Aim> Rewrite the lines below with every "pin" changed to "marker", keeping all other text the same.

Position identification records
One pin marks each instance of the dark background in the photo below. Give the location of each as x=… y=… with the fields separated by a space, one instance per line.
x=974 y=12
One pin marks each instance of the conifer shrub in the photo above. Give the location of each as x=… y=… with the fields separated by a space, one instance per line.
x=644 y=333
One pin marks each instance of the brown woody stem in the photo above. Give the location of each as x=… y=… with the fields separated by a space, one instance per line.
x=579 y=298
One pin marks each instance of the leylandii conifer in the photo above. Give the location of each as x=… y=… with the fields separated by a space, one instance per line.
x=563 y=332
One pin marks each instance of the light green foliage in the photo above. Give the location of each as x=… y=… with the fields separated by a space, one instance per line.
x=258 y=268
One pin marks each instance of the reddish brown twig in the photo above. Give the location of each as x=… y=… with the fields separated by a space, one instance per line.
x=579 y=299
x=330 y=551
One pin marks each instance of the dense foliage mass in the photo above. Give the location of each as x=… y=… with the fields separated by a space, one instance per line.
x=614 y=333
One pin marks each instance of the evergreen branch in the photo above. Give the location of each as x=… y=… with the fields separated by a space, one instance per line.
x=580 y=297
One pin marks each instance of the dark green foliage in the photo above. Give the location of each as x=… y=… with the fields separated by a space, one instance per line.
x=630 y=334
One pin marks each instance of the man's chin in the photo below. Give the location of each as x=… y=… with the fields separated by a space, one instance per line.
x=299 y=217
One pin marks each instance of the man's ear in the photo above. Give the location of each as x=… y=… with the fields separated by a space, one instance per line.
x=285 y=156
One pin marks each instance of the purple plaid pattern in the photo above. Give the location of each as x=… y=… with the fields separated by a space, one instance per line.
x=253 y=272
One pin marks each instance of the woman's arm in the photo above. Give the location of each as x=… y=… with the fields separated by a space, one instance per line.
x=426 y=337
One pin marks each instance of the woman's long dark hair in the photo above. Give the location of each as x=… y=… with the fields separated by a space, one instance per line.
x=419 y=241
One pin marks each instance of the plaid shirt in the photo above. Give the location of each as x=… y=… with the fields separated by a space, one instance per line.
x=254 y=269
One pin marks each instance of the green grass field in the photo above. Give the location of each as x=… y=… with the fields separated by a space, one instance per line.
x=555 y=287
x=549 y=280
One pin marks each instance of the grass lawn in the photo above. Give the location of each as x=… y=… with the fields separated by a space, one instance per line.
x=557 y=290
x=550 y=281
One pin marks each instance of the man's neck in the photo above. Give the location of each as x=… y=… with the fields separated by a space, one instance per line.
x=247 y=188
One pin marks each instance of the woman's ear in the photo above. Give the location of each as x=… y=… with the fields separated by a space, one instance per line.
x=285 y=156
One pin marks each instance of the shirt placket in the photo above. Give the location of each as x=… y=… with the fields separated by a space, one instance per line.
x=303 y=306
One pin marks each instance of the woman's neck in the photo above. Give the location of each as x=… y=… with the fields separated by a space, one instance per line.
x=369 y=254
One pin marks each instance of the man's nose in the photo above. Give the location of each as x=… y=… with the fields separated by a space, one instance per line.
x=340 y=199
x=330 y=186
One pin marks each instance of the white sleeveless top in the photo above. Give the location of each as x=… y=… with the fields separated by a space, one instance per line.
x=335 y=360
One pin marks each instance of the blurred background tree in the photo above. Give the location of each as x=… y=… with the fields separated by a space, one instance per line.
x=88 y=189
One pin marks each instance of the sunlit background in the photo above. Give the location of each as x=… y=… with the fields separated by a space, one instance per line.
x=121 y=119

Expected answer>
One marker marks each instance of the dark background in the photo below. Give the location of each as x=… y=… with the fields separated by a space, one instance per line.
x=974 y=12
One marker marks each instance of the conifer shrub in the photo above. Give the location of each as x=… y=… with the fields separated by a space, one instance per line.
x=644 y=333
One marker marks each instance of the brown woody stem in the photo above. Give the location of each as x=… y=… with the fields separated by a space, one instance per line.
x=579 y=298
One marker marks each instance of the leylandii conifer in the photo above. Give the location of each as x=… y=… with the fields separated by a space, one instance per line.
x=563 y=332
One marker marks each instance of the light green foliage in the photo above. Give the location of each as x=… y=… with the fields separated by a space, one instance per line.
x=258 y=268
One marker marks each instance of the reddish brown twig in the photo above. Give the location of each as x=… y=… with the fields separated by a space, one instance per line.
x=579 y=299
x=330 y=551
One marker marks each instance of the dense foliage mass in the photo above. Give the location of each as x=… y=… with the fields separated by a space, one instance per line.
x=614 y=333
One marker marks each instance of the evergreen branch in the photo above. Give the location of each as x=… y=… with the fields separated by a space, one instance per line.
x=580 y=297
One marker marks each instance of the dark green foliage in the photo above. Give the location of each as x=… y=… with the fields separated by a space, one instance per line.
x=630 y=334
One marker marks each instance of the man's chin in the photo below. Give the location of each as x=… y=… with the fields separated by a space, one instance per line.
x=299 y=217
One marker marks each instance of the man's ear in the photo above. Give the location of each as x=… y=… with the fields separated by a space, one instance per line.
x=285 y=156
One marker marks each instance of the purple plaid pattern in the photo above. Give the location of each as x=… y=… with the fields separated by a space, one instance per line.
x=253 y=272
One marker marks each instance of the woman's arm in the photo above. Give the location of each as x=… y=… with the fields separated by a space, one instance per line.
x=426 y=337
One marker marks each instance of the woman's long dark hair in the photo above. Give the location of each as x=… y=… with the fields separated by a space, one instance per line.
x=419 y=241
One marker marks each instance of the plaid shirt in the photo above. Give the location of each as x=… y=… with the fields separated by a space, one instance per line.
x=254 y=269
One marker marks each instance of the green grass field in the photo above. Give the location of each as x=… y=… with the fields separated by a space, one instance per line.
x=555 y=287
x=549 y=280
One marker marks each instance of the grass lawn in the photo above. Give the location of each as x=… y=… with the fields separated by a space, one instance per line.
x=557 y=290
x=550 y=281
One marker marks each instance of the man's neck in the photo above. Give the location of each as x=… y=… with the fields separated by a space, one instance per line.
x=247 y=188
One marker marks each instance of the woman's ear in the photo above. Give the location of each as x=… y=… with the fields separated by a space, one instance per line.
x=285 y=156
One marker marks each instance of the shirt placket in the photo above. Give the location of each as x=… y=… with the fields separated by a space, one instance per line.
x=303 y=306
One marker marks each instance of the woman's neck in the photo above. Give the location of each as x=… y=… with the fields separated by a space, one instance per line.
x=369 y=254
One marker marks each instance of the man's nose in the photo above. Give the location of each as x=… y=… with the fields separated by a space, one instance per line.
x=340 y=199
x=330 y=186
One marker marks each instance of the white sleeveless top in the photo above. Give the location of each as x=… y=… with the fields separated by a space, one instance per line.
x=335 y=360
One marker marks each instance of the blurred background tree in the photo above. Give the location of each as x=… y=… with the fields separated by a space, one instance per line.
x=88 y=189
One marker marks each instance of the sunlit background in the photo above. Give the location of each as x=… y=… with the fields separated by a space, one instance per line.
x=121 y=119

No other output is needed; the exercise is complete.